Exercise goal - If a record contains a picture, skip the picture and transcribe the rest exactly.
——————————
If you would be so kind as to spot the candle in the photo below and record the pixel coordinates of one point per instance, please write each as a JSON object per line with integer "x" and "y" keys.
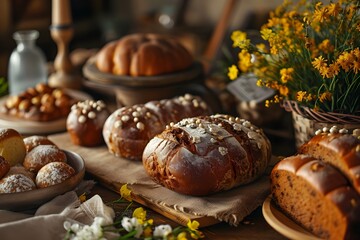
{"x": 61, "y": 14}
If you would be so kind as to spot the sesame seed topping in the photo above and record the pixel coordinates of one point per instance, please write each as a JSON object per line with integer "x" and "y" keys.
{"x": 92, "y": 115}
{"x": 118, "y": 124}
{"x": 82, "y": 119}
{"x": 140, "y": 126}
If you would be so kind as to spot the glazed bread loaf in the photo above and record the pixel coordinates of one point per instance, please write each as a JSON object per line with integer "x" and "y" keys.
{"x": 208, "y": 154}
{"x": 85, "y": 122}
{"x": 12, "y": 146}
{"x": 127, "y": 130}
{"x": 53, "y": 173}
{"x": 143, "y": 55}
{"x": 4, "y": 167}
{"x": 317, "y": 196}
{"x": 341, "y": 150}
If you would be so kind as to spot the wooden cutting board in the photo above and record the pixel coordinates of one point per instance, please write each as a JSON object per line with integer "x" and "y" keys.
{"x": 230, "y": 206}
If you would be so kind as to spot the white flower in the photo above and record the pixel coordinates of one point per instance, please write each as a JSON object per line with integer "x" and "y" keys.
{"x": 162, "y": 231}
{"x": 130, "y": 224}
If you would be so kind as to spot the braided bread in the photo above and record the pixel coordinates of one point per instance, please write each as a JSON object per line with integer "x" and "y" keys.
{"x": 127, "y": 130}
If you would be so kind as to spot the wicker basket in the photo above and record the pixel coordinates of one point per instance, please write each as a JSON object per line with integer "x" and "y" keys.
{"x": 306, "y": 121}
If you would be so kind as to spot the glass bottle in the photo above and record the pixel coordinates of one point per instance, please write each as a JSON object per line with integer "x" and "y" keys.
{"x": 27, "y": 65}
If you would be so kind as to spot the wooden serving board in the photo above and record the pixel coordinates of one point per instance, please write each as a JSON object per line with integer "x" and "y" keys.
{"x": 231, "y": 206}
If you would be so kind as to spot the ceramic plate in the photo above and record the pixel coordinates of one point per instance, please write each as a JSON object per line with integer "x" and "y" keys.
{"x": 27, "y": 127}
{"x": 34, "y": 198}
{"x": 283, "y": 224}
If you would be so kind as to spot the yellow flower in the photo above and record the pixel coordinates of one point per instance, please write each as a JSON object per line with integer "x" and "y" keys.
{"x": 326, "y": 96}
{"x": 284, "y": 91}
{"x": 233, "y": 72}
{"x": 286, "y": 74}
{"x": 140, "y": 214}
{"x": 334, "y": 9}
{"x": 244, "y": 61}
{"x": 319, "y": 63}
{"x": 239, "y": 39}
{"x": 125, "y": 192}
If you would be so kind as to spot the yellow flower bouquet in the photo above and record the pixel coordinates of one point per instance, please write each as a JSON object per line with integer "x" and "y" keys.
{"x": 311, "y": 56}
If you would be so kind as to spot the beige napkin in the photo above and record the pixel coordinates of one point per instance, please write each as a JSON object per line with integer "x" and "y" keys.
{"x": 231, "y": 206}
{"x": 47, "y": 222}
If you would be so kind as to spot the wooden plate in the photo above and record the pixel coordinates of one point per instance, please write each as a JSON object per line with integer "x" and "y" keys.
{"x": 92, "y": 73}
{"x": 28, "y": 127}
{"x": 32, "y": 199}
{"x": 283, "y": 224}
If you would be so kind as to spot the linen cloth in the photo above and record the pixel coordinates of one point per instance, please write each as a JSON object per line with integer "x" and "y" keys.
{"x": 47, "y": 221}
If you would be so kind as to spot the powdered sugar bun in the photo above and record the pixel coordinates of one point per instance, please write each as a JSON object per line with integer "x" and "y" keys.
{"x": 53, "y": 173}
{"x": 16, "y": 183}
{"x": 42, "y": 155}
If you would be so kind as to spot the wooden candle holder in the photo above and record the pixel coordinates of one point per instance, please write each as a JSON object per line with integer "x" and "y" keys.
{"x": 62, "y": 32}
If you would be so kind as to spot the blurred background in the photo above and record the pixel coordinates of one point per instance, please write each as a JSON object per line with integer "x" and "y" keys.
{"x": 99, "y": 21}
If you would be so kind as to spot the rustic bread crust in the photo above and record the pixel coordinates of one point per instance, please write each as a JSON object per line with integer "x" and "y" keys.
{"x": 204, "y": 155}
{"x": 143, "y": 55}
{"x": 127, "y": 130}
{"x": 317, "y": 196}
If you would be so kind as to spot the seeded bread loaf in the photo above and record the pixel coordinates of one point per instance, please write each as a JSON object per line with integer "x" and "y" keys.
{"x": 341, "y": 150}
{"x": 143, "y": 55}
{"x": 317, "y": 196}
{"x": 127, "y": 130}
{"x": 208, "y": 154}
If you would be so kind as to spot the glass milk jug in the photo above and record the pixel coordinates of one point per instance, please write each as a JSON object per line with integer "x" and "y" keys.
{"x": 27, "y": 65}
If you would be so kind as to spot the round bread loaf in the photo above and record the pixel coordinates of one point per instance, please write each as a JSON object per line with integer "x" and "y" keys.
{"x": 35, "y": 140}
{"x": 317, "y": 196}
{"x": 53, "y": 173}
{"x": 12, "y": 146}
{"x": 127, "y": 130}
{"x": 16, "y": 183}
{"x": 85, "y": 123}
{"x": 4, "y": 167}
{"x": 143, "y": 55}
{"x": 204, "y": 155}
{"x": 42, "y": 155}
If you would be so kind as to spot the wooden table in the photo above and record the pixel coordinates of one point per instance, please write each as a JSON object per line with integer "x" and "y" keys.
{"x": 253, "y": 227}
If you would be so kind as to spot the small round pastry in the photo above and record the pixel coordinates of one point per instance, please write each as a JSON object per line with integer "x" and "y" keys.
{"x": 16, "y": 183}
{"x": 34, "y": 141}
{"x": 4, "y": 167}
{"x": 53, "y": 173}
{"x": 12, "y": 146}
{"x": 42, "y": 155}
{"x": 85, "y": 122}
{"x": 20, "y": 169}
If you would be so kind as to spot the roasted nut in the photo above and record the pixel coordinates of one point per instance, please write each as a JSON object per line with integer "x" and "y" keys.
{"x": 24, "y": 105}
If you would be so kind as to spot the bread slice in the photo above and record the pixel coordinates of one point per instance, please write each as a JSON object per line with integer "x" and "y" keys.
{"x": 341, "y": 150}
{"x": 317, "y": 196}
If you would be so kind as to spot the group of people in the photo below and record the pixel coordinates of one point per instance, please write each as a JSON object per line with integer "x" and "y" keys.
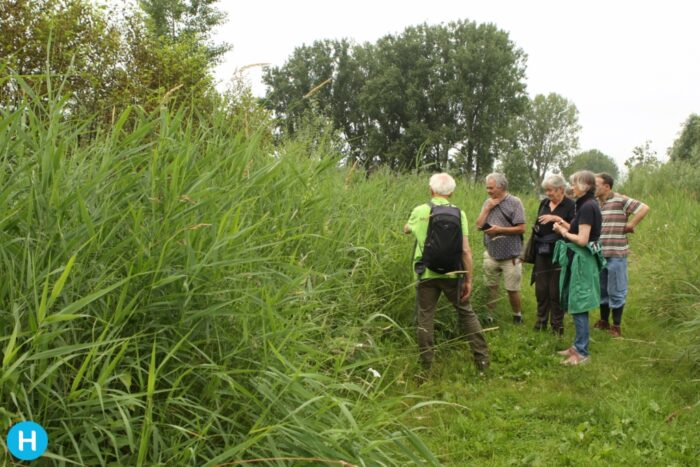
——————————
Solution to the exercise -
If you would be so kind as to spot the candle in the photo below and record the pixel coordinates of one point per instance, please write each as a JSON object per line with integer "x" and "y" keys.
{"x": 61, "y": 14}
If you would be so kind as to spot the sesame seed topping in the photo above and record the pixel coordinates of one point per instance, please write each as a JSON object per line with integer "x" and "y" keys.
{"x": 92, "y": 115}
{"x": 118, "y": 124}
{"x": 82, "y": 119}
{"x": 140, "y": 126}
If you would be so kind as to spot the glazed bread loaf in the photo above and record the pixel coordinates of one point per instance, please write each as a JSON object per line with integer "x" and "y" keys.
{"x": 208, "y": 154}
{"x": 85, "y": 122}
{"x": 12, "y": 146}
{"x": 127, "y": 130}
{"x": 53, "y": 173}
{"x": 143, "y": 55}
{"x": 4, "y": 167}
{"x": 317, "y": 196}
{"x": 341, "y": 150}
If you would be so kind as to spot the wooden cutting board in the photo above and record the pixel coordinates of one point per instance, please write each as a JSON object per line with integer "x" and "y" keys.
{"x": 230, "y": 206}
If you would be so kind as to spot the white flower in the photo above and record the pixel coordinates of one point per instance, please write each as a JSON object per line with integer "x" and "y" keys.
{"x": 162, "y": 231}
{"x": 130, "y": 224}
If you would be so kind as to spot the braided bread in the photo above and record the pixel coordinates of one point per instance, please write each as a JSON object per line with integer "x" and "y" keys.
{"x": 127, "y": 130}
If you would be so kind as to spot the wicker basket in the photo above and record the pixel coordinates of one point per instance, please write each as a JSON object per line with integer "x" and "y" keys.
{"x": 306, "y": 121}
If you would be so kind as to spot the glass bottle in the photo above and record the pixel coordinates of one point per instance, please write each as a JSON object per line with integer "x" and "y" keys.
{"x": 27, "y": 65}
If you would be so kind as to spot the wooden serving board in the photo above and record the pixel coordinates of one point per instance, please write each as a JSON object per line with integer "x" and "y" keys.
{"x": 231, "y": 206}
If you would be so kind as to spot the ceramic plate in the photo above and record the pixel coordinates of one point per instance, please write each as a JSON object per line with integer "x" and "y" keys.
{"x": 27, "y": 127}
{"x": 34, "y": 198}
{"x": 283, "y": 224}
If you would be so kind as to spot the yellow flower in the photo above and record the pixel coordinates of one point per instance, please write each as a JSON object per line with integer "x" and "y" keys.
{"x": 326, "y": 96}
{"x": 284, "y": 91}
{"x": 233, "y": 72}
{"x": 286, "y": 74}
{"x": 140, "y": 214}
{"x": 334, "y": 9}
{"x": 244, "y": 61}
{"x": 319, "y": 63}
{"x": 239, "y": 39}
{"x": 125, "y": 192}
If you would be so kind as to spot the yellow flower bouquet in the photo above and record the pixel coordinates of one point per instance, please write each as a JSON object per line with integer "x" and "y" keys.
{"x": 311, "y": 56}
If you would be so kind as to spot the beige napkin in the photo above and record the pixel coordinates of one point per instance, please write each as a JSON object per line with integer "x" and "y" keys.
{"x": 231, "y": 206}
{"x": 47, "y": 222}
If you would be so kind as to spot the wooden plate in the photo above and record the pixel coordinates of one point per instance, please write each as a JSON object per line with integer "x" and "y" keys.
{"x": 92, "y": 73}
{"x": 28, "y": 127}
{"x": 32, "y": 199}
{"x": 283, "y": 224}
If you would be so kind as to spot the linen cloth in the photo above and record the pixel coordinates of one point per instance, please write each as a JSON object per line with integer "x" and "y" keys.
{"x": 47, "y": 221}
If you would be so kind as to spot the powdered sugar bun in the photo above and record the pixel coordinates of one point per instance, please write each as a JSON object per line with integer "x" and "y" keys.
{"x": 53, "y": 173}
{"x": 16, "y": 183}
{"x": 42, "y": 155}
If you would be so kind as to spot the wooden candle holder in the photo above and record the pixel coordinates of one point per instance, please write each as a JSON object per line with integer "x" and "y" keys.
{"x": 62, "y": 32}
If you would be so kind as to spot the blurred background in the photo above and record the pixel coordinates of one point per instance, please write each as a JSON object per line with integer "x" and "y" keys.
{"x": 99, "y": 21}
If you would be so kind as to spot the rustic bread crust in the photo above and record the pixel coordinates of one point per instance, please write each as a JSON object per line with integer "x" and "y" keys.
{"x": 204, "y": 155}
{"x": 143, "y": 55}
{"x": 127, "y": 130}
{"x": 317, "y": 196}
If you would be so kind as to spot the seeded bread loaf in the photo above and record the pixel coordinates of one point per instance, please write each as a JSON object per line with integer "x" and "y" keys.
{"x": 341, "y": 150}
{"x": 143, "y": 55}
{"x": 317, "y": 196}
{"x": 127, "y": 130}
{"x": 208, "y": 154}
If you would be so kind as to spot the glass milk jug in the photo above and record the pixel coordinates of one point per instance, please write each as a JSON object per line with integer "x" and "y" keys.
{"x": 27, "y": 65}
If you would be so kind as to spot the round bread loaf in the photo above and record the pixel coordinates of one point per instance, please write each as a JSON object per line with integer "x" and "y" keys.
{"x": 35, "y": 140}
{"x": 317, "y": 196}
{"x": 53, "y": 173}
{"x": 12, "y": 146}
{"x": 127, "y": 130}
{"x": 16, "y": 183}
{"x": 85, "y": 123}
{"x": 4, "y": 167}
{"x": 143, "y": 55}
{"x": 204, "y": 155}
{"x": 42, "y": 155}
If you would be so kind as to spot the wooden table in the photo above and record the pixel coordinates of one point per instance, please write each as a JSON object per line with integer "x" and "y" keys.
{"x": 253, "y": 227}
If you would be so kind as to spot the small round pastry in the photo above and record the pixel coordinates of one point per instance, please write each as a JSON object per line with integer "x" and "y" keys.
{"x": 16, "y": 183}
{"x": 34, "y": 141}
{"x": 4, "y": 167}
{"x": 53, "y": 173}
{"x": 12, "y": 146}
{"x": 42, "y": 155}
{"x": 85, "y": 122}
{"x": 20, "y": 169}
If you would be so kind as to spot the roasted nut in the photo above and record the pixel coordinates of one point per instance, please write each as a JSON object per line with integer "x" and "y" keys.
{"x": 24, "y": 105}
If you would be so kind as to spot the bread slice in the photo above and record the pixel coordinates of one point per instance, please write each as a JSON object per line with integer "x" and "y" keys.
{"x": 341, "y": 150}
{"x": 317, "y": 196}
If you would be so kind as to spot the group of people in the photo below and record the pixel coordinates of one point per instance, please write each as a JSON object per line with integer "x" and "y" keys.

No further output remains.